CONSEGNA SCRITTA: Filtra le righe qui sotto e ricopia, per favore, soltanto quelle che contengono la parola "overpass".

DATI FORNITI:
____

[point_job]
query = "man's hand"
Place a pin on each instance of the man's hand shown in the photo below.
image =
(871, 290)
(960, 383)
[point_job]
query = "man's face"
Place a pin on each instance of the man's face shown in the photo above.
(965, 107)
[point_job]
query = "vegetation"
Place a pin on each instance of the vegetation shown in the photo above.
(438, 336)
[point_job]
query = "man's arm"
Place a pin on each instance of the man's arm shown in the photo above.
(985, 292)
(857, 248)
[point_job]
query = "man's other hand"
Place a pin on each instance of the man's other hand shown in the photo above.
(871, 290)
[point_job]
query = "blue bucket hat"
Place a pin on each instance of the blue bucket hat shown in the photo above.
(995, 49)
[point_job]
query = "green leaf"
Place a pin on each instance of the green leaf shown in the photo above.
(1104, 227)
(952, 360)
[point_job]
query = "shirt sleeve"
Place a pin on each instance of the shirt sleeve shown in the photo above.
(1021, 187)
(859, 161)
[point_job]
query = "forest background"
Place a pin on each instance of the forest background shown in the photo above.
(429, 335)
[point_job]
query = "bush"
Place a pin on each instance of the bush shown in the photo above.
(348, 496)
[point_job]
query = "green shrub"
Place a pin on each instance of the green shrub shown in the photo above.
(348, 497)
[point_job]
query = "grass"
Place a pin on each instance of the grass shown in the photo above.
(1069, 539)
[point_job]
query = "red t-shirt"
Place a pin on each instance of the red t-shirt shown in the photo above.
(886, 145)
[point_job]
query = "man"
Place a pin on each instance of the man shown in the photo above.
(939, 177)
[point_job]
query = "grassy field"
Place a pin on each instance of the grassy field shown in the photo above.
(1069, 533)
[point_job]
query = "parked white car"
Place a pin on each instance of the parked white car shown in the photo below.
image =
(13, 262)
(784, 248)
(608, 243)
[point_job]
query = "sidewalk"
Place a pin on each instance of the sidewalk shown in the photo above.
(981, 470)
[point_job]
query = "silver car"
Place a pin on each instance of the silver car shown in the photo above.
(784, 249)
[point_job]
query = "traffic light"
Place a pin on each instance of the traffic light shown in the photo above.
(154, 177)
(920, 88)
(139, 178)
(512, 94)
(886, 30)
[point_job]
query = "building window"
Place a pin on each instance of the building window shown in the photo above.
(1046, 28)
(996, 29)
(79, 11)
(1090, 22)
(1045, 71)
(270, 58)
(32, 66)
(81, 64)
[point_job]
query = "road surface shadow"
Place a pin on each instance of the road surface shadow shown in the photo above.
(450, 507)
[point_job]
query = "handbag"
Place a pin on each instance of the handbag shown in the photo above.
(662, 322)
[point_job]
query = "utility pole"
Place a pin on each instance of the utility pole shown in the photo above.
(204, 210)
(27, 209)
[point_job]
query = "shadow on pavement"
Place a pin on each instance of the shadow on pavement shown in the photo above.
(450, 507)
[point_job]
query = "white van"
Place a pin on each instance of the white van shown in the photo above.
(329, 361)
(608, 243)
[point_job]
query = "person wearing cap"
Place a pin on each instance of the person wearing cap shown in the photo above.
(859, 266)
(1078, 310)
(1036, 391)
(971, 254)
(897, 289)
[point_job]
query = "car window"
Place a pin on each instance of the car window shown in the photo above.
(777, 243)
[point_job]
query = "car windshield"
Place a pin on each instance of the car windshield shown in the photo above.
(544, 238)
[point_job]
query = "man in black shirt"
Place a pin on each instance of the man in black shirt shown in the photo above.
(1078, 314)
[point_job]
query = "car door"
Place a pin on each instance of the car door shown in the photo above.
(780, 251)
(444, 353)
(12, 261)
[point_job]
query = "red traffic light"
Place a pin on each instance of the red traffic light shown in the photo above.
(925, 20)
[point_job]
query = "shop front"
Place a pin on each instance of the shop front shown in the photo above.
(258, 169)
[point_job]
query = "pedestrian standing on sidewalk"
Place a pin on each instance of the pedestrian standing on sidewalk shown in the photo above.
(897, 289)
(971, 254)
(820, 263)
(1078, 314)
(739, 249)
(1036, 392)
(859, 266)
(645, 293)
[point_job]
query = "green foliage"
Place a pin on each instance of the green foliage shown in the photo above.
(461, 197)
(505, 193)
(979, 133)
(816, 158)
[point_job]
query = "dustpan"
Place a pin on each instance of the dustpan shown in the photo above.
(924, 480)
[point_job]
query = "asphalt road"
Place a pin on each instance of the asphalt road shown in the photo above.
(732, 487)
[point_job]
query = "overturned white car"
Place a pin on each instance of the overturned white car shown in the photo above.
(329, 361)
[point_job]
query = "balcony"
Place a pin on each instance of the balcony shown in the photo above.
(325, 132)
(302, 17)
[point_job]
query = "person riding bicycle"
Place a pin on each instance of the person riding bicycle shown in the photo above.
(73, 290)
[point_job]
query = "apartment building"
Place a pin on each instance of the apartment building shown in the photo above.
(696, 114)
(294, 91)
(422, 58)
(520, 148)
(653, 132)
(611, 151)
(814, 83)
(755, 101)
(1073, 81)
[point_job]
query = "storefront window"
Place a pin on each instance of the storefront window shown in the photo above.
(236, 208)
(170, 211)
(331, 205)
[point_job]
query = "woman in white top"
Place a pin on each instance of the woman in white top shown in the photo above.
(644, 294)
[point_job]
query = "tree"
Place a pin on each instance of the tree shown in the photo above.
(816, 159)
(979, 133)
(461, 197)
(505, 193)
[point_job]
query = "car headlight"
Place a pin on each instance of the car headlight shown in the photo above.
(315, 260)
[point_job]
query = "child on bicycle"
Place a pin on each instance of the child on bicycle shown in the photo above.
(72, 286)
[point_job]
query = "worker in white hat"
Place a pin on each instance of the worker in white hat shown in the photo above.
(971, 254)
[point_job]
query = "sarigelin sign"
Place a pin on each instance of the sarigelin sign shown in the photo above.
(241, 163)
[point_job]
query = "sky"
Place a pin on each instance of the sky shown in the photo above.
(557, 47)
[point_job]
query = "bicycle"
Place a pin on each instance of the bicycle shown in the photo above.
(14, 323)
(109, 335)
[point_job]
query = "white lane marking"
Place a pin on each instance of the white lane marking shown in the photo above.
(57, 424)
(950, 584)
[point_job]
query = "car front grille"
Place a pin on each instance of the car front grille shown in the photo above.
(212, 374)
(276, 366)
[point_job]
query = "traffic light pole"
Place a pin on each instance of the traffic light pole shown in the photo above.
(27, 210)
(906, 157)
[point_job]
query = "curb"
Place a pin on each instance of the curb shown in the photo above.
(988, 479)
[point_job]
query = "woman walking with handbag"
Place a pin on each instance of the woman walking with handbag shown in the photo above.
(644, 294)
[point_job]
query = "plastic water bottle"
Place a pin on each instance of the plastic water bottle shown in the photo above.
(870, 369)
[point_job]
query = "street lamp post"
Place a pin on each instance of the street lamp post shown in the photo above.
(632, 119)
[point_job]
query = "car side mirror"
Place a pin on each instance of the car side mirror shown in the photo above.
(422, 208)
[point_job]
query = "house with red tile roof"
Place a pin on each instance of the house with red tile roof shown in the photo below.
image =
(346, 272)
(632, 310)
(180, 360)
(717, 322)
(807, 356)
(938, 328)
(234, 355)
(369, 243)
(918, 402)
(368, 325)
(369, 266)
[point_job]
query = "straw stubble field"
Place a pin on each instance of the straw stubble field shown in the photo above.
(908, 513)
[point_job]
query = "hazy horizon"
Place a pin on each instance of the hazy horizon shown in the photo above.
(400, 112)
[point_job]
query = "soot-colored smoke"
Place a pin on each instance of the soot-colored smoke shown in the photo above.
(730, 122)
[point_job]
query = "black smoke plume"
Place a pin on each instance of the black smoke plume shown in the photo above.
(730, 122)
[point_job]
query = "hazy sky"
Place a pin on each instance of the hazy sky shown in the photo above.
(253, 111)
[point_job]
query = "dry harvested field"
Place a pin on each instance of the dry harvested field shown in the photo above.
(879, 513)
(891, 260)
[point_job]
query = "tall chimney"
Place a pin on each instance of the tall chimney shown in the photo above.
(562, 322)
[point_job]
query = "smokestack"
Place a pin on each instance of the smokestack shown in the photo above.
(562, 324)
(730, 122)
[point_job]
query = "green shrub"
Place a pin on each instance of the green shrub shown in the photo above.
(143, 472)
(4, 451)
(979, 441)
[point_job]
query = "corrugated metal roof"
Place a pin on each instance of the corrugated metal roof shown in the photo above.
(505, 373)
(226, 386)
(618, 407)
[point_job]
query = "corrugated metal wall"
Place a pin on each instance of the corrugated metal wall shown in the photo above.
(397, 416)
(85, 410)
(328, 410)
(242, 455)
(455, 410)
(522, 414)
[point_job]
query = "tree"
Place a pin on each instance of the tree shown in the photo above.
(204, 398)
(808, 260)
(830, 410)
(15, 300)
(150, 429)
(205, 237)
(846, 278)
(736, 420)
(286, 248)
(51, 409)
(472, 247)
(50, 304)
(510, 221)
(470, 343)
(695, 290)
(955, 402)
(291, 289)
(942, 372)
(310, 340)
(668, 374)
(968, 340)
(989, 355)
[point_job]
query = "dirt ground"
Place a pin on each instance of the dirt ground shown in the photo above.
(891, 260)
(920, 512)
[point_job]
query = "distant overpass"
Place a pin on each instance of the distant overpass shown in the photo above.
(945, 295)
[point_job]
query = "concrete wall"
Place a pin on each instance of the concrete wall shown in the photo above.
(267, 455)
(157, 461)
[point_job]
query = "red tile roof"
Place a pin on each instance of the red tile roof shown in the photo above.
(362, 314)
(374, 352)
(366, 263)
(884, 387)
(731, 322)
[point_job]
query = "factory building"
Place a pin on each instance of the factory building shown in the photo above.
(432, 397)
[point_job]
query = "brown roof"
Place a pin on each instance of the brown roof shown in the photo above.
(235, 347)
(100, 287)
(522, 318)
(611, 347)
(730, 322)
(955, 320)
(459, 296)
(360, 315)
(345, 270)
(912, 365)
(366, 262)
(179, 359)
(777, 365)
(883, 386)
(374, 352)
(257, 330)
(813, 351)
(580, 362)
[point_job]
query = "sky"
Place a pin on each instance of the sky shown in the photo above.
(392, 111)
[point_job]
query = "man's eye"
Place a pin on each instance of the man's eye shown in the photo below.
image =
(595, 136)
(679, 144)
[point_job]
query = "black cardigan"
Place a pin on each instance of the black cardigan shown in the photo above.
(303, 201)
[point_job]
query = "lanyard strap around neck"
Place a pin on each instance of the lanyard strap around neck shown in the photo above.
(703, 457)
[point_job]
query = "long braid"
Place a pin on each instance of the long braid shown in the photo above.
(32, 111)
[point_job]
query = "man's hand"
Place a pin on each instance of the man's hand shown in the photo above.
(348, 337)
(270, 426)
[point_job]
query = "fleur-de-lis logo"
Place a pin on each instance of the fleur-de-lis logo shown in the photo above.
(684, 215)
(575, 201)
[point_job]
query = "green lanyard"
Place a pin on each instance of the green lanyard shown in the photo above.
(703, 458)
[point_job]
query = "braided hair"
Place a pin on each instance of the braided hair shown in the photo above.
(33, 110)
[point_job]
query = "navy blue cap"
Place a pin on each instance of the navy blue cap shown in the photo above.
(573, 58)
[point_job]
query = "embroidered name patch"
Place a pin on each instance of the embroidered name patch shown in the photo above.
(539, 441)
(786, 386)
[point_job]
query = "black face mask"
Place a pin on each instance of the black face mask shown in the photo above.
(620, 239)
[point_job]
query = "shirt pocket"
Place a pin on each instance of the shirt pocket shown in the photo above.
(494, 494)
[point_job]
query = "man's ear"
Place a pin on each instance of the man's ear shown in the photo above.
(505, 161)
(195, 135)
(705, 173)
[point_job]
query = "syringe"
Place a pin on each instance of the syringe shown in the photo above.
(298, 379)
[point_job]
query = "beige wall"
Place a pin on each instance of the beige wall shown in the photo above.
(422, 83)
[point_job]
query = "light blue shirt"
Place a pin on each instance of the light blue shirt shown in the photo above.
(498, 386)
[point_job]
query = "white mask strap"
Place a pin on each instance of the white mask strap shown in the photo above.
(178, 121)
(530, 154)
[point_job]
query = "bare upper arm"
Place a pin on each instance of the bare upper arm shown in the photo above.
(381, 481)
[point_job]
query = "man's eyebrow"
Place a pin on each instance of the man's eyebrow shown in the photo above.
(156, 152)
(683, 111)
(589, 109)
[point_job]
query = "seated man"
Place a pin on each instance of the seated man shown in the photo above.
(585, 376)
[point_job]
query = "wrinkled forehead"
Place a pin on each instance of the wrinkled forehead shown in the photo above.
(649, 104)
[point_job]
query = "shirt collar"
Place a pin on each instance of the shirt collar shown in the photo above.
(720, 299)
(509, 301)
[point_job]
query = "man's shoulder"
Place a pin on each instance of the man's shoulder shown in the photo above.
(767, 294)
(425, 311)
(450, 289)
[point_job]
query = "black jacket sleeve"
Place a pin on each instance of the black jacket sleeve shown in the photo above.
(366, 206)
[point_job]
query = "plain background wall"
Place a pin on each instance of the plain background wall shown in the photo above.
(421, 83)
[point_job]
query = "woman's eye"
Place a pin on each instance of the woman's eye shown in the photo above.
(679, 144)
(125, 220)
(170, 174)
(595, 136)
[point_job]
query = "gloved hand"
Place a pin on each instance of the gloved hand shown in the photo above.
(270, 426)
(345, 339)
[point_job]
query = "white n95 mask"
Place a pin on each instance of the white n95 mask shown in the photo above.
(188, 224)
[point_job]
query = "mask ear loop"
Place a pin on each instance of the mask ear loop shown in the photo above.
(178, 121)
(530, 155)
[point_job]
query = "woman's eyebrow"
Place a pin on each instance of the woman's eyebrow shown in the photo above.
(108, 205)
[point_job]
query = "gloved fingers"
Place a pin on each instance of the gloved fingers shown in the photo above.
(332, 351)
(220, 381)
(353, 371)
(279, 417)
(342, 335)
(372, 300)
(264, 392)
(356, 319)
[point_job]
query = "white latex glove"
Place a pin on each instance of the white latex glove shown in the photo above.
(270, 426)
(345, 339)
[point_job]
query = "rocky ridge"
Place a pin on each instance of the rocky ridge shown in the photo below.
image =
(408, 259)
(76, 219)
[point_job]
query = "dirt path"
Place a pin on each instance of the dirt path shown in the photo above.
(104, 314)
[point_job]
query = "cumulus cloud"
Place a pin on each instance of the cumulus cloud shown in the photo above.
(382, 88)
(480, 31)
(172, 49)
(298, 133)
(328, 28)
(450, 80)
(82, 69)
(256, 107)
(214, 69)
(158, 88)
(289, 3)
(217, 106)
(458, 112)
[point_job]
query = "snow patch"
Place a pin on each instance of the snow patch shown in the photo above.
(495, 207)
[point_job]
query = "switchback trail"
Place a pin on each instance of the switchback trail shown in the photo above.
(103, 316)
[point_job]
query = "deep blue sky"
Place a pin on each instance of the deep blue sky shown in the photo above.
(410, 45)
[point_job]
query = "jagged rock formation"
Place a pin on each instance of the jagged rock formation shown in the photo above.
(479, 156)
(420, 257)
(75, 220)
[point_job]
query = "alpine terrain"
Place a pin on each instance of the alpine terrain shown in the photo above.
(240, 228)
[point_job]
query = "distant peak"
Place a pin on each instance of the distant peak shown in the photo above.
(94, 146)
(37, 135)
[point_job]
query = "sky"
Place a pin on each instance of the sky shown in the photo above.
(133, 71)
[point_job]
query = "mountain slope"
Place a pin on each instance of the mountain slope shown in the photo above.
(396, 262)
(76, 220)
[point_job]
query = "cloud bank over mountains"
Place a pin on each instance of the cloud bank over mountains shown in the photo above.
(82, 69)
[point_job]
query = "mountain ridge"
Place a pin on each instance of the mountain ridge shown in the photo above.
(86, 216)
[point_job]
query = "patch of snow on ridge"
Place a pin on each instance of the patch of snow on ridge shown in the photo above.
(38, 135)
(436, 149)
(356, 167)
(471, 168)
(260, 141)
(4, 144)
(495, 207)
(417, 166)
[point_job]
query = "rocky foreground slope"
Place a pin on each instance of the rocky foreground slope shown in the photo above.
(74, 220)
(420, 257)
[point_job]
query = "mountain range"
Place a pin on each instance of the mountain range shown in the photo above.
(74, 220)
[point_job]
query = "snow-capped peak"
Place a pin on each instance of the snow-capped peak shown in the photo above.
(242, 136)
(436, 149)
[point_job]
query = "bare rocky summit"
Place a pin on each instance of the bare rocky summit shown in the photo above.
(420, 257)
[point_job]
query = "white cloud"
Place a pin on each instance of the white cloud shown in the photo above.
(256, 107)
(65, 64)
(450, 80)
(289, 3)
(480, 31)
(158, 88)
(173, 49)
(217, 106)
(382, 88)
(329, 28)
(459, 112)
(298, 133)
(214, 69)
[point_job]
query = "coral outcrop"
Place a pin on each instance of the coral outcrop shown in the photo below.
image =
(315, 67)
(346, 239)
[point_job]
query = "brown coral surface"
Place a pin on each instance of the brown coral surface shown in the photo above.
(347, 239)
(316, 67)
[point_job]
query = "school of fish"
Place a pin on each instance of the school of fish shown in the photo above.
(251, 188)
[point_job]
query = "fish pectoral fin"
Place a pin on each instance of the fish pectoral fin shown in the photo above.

____

RISULTATO ESERCIZIO:
query = "distant overpass"
Place a pin on each instance of the distant overpass shown in the photo above.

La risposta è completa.